Selected extract:
2. This Court accepts the conclusion of the Interstate Commerce Commission and the district court that the two carrier plaintiffs in this suit -- one operating a switching railroad in St. Louis, Missouri, and the other a coal-carrying railroad in Illinois, the two being separated by 12 miles and communicating only over the tracks and bridge of a terminal company -- were not proved to be under common control and management and operated as a single system within the meaning of par.(6), § 15a of the Interstate Commerce Act. P. 483.
3. Where a carrier resists by suit a recapture order made by the Commission under § 15a, denying, unsuccessfully but bona fide and under circumstances justifying the contest, that there was any excess income, no interest should be imposed for any time prior to the final order of the district court. P. 483.
4. Recapture of excess earnings of a carrier, under pars.(5) and (6) of § 15a of the Act, does not depend upon a prior fixing of a general level of rates intended to yield fair return upon the aggregate value of carrier property, either as a whole or in some prescribed rate or territorial group, under pars. (5) and (6). Id.
5. Under par.(4) of § 15a, which directs that, in determining values of railway property for purposes of recapture, the Commission
shall give due consideration to all the elements of value recognized by the law of the land for ratemaking purposes, and shall give to the property investment account of the carriers only that consideration which under such law it is entitled to in establishing values for ratemaking purposes,
it is the duty of the Commission to give consideration to present or reproduction costs in estimating the value of a carrier’s property. P. 484.
6. It appearing from the report of the Commission in this case, and from opinions delivered by some of its members, that reproduction costs were not considered, the order is invalid because of failure to obey this mandate of the statute. P. 485.
7. The weight to be accorded to reproduction costs in valuing railroad property for recaption purposes is not a matter before the Court in this case. P. 487.
8. As the making of a recaption order without consideration of reproduction costs in valuing the property is beyond the power conferred on the Commission by the statute, an order so made cannot be sustained upon the ground that the income it permits the railroad to retain is sufficient to negative any suggestion of confiscation. Id.
22 F.2d 980 reversed.
Cross-appeals from a decree of the district court, three judges sitting, in a suit brought by the two railway companies to set aside a recaption order of the Interstate Commerce Commission. The decree annulled so much of the order as provided for payment of interest, but, in other respects, denied relief.

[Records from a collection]
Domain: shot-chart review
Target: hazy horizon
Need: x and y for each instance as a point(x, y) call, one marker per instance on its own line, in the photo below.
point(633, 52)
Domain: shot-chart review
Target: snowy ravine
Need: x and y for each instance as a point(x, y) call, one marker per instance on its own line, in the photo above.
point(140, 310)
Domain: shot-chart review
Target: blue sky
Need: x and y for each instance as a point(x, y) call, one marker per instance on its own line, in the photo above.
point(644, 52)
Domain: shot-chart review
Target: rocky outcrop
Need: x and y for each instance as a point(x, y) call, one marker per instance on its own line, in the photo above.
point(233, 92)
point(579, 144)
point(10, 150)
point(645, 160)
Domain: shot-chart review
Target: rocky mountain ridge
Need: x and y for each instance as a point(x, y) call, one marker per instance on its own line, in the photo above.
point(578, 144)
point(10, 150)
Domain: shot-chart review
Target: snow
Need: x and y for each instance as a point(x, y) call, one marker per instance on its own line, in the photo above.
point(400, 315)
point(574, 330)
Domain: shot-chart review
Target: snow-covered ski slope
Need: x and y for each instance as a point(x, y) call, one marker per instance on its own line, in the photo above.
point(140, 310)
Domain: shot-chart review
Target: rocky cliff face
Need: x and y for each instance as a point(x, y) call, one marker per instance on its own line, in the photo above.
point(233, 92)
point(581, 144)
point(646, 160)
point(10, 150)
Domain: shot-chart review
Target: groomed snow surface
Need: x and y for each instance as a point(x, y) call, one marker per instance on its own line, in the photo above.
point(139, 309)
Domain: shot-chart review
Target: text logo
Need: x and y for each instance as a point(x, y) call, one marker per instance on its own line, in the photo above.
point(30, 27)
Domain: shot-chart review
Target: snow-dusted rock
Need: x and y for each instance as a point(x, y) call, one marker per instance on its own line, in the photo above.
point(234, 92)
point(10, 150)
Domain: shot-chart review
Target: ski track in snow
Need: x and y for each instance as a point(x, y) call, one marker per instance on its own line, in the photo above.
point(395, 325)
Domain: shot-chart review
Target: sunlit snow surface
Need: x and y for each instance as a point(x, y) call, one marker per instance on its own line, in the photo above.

Problems and tasks:
A. Set down, word for word, the portion of the railroad recapture summary that opens with the words containing "2. This Court" and closes with "court. P. 483.".
B. According to the railroad recapture summary, how many miles separate the two carrier plaintiffs?

Exercise responses:
A.
2. This Court accepts the conclusion of the Interstate Commerce Commission and the district court that the two carrier plaintiffs in this suit -- one operating a switching railroad in St. Louis, Missouri, and the other a coal-carrying railroad in Illinois, the two being separated by 12 miles and communicating only over the tracks and bridge of a terminal company -- were not proved to be under common control and management and operated as a single system within the meaning of par.(6), § 15a of the Interstate Commerce Act. P. 483.
3. Where a carrier resists by suit a recapture order made by the Commission under § 15a, denying, unsuccessfully but bona fide and under circumstances justifying the contest, that there was any excess income, no interest should be imposed for any time prior to the final order of the district court. P. 483.

B. 12 miles.